**WHAT YOU SHOULD DO**
Count the lines in the records below that contain the word "coordinates", and reply with only that number.
# START OF AVAILABLE RECORDS
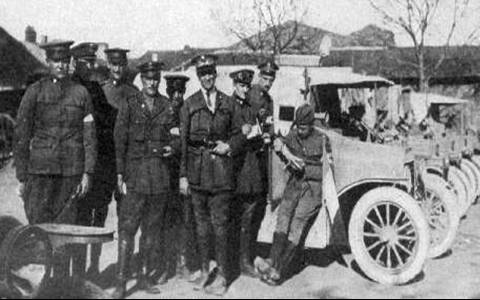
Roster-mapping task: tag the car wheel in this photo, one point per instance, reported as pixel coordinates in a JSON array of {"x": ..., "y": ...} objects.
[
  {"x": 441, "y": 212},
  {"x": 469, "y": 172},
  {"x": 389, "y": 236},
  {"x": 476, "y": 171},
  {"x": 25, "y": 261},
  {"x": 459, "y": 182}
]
# END OF AVAILABLE RECORDS
# START OF AVAILABLE RECORDS
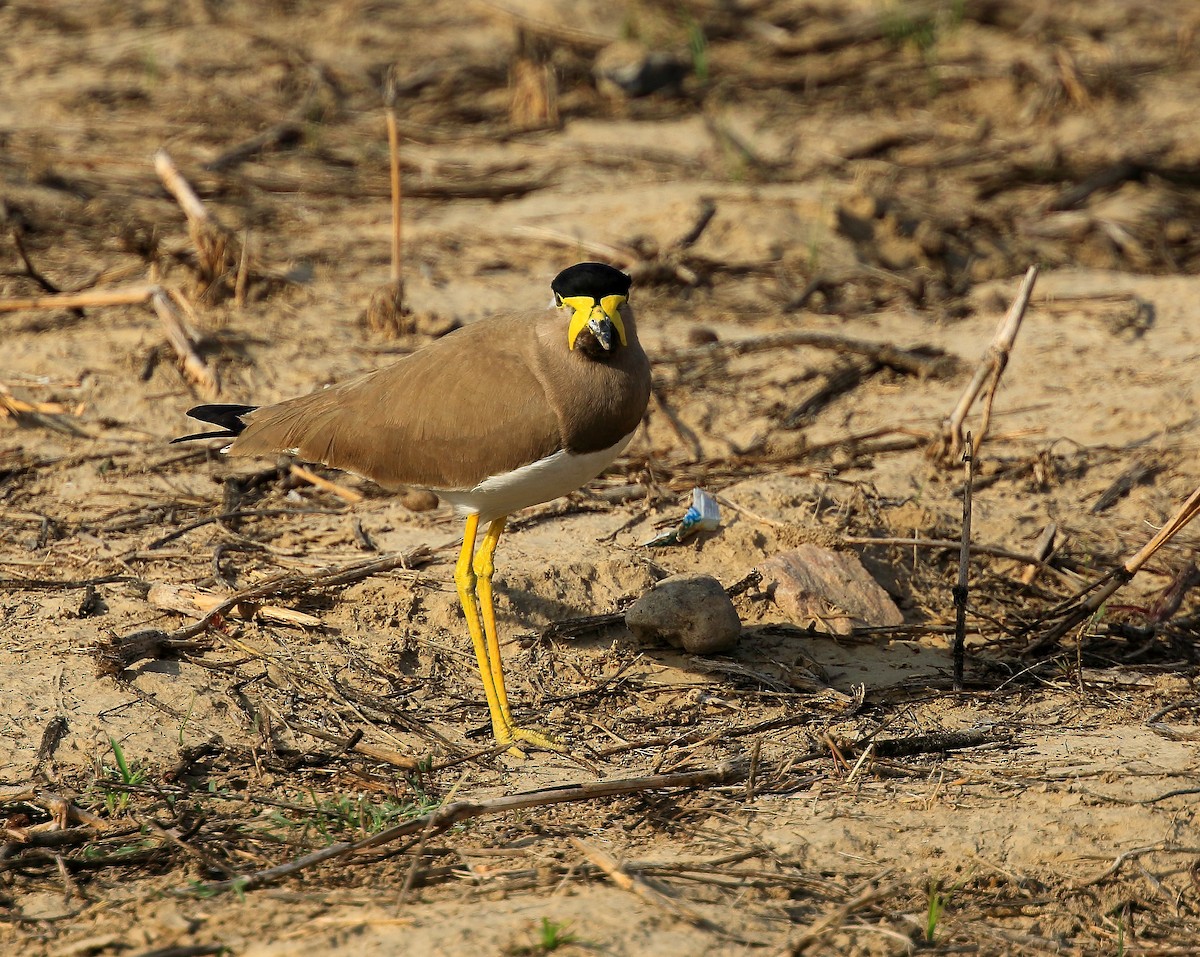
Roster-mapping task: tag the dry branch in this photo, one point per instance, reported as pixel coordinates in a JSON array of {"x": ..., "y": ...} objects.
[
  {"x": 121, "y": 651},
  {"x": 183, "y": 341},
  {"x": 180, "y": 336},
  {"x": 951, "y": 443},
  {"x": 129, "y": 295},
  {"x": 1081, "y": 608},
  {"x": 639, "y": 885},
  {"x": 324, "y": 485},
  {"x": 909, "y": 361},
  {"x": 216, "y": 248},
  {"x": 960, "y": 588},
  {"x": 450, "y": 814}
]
# END OF AVAILABLE RECORDS
**RESULT**
2